Nothing may be dropped or altered: reproduce all the data.

---------- Materials provided

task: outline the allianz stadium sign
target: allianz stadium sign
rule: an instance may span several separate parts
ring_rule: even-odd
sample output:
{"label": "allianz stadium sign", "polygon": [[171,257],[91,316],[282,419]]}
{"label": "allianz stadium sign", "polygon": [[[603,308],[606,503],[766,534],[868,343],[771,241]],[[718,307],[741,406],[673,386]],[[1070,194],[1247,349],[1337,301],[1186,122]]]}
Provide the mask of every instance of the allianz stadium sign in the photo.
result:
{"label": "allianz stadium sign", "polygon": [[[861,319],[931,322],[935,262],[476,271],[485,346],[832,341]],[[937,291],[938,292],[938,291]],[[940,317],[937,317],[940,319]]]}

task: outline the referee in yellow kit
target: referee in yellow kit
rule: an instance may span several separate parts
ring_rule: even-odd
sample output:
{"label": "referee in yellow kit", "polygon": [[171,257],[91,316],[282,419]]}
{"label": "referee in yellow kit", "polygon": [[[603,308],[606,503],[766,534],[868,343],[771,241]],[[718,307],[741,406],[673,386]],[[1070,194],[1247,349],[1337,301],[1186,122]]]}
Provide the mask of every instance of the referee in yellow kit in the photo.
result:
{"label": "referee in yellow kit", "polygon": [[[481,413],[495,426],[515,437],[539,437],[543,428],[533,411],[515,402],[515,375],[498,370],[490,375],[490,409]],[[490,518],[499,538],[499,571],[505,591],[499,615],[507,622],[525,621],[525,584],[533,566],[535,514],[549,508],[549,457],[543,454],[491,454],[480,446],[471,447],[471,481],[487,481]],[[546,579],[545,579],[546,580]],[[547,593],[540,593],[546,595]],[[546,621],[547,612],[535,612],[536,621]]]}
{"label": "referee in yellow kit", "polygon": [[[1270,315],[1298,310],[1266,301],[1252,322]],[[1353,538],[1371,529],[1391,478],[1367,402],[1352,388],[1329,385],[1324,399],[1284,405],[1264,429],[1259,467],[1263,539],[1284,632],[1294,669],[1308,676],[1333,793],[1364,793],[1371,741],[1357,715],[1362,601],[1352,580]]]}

--------------------

• [Result of the exercise]
task: outline the allianz stadium sign
target: allianz stadium sign
rule: an instance may span several separate parts
ring_rule: even-odd
sample output:
{"label": "allianz stadium sign", "polygon": [[171,257],[91,316],[282,419]]}
{"label": "allianz stadium sign", "polygon": [[[603,308],[606,503],[766,534],[868,343],[771,241]],[[718,307],[741,406],[673,386]],[[1070,194],[1247,349],[1337,301],[1186,122]]]}
Provide the mask of every instance of the allianz stadium sign in the photo.
result:
{"label": "allianz stadium sign", "polygon": [[[861,319],[931,322],[935,262],[476,271],[485,346],[832,341]],[[937,291],[938,292],[938,291]],[[940,317],[937,317],[940,319]]]}

task: outline the referee in yellow kit
target: referee in yellow kit
rule: an instance may span several separate parts
ring_rule: even-odd
sample output:
{"label": "referee in yellow kit", "polygon": [[171,257],[91,316],[282,419]]}
{"label": "referee in yellow kit", "polygon": [[[603,308],[606,503],[766,534],[868,343],[771,241]],[[718,307],[741,406],[673,386]],[[1070,194],[1247,349],[1337,301],[1186,122]]]}
Provide the mask of every instance of the referee in yellow kit in the photo.
result:
{"label": "referee in yellow kit", "polygon": [[[481,413],[495,426],[515,437],[539,437],[543,428],[533,411],[515,402],[515,375],[498,370],[490,375],[490,409]],[[490,518],[499,538],[499,571],[505,591],[499,615],[507,622],[525,621],[525,584],[533,566],[535,514],[549,508],[549,457],[543,454],[491,454],[480,446],[471,447],[471,481],[487,481]],[[546,579],[545,579],[546,580]],[[547,593],[540,593],[546,595]],[[546,621],[547,612],[535,612],[536,621]]]}
{"label": "referee in yellow kit", "polygon": [[[1270,315],[1298,310],[1266,301],[1252,322]],[[1353,538],[1371,529],[1391,478],[1367,402],[1352,388],[1329,385],[1324,399],[1284,405],[1264,429],[1259,467],[1263,539],[1284,632],[1294,669],[1308,676],[1333,793],[1364,793],[1371,741],[1357,715],[1362,601],[1352,580]]]}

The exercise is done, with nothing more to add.